What this task involves:
List each line in the listing below that contains the word "When".

----- Records provided -----

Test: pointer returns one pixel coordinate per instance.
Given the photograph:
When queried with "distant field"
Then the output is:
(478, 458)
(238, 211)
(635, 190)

-----
----- Records provided -----

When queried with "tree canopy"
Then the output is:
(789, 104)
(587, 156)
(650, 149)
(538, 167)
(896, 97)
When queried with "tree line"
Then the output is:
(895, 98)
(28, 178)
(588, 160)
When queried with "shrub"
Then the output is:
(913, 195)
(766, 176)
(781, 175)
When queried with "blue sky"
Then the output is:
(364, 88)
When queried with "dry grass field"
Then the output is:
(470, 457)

-----

Worked answer:
When queried with "distant field"
When queried with "tree canopy"
When queried with "tree line"
When queried with "shrub"
When queried with "blue sky"
When queried with "dry grass field"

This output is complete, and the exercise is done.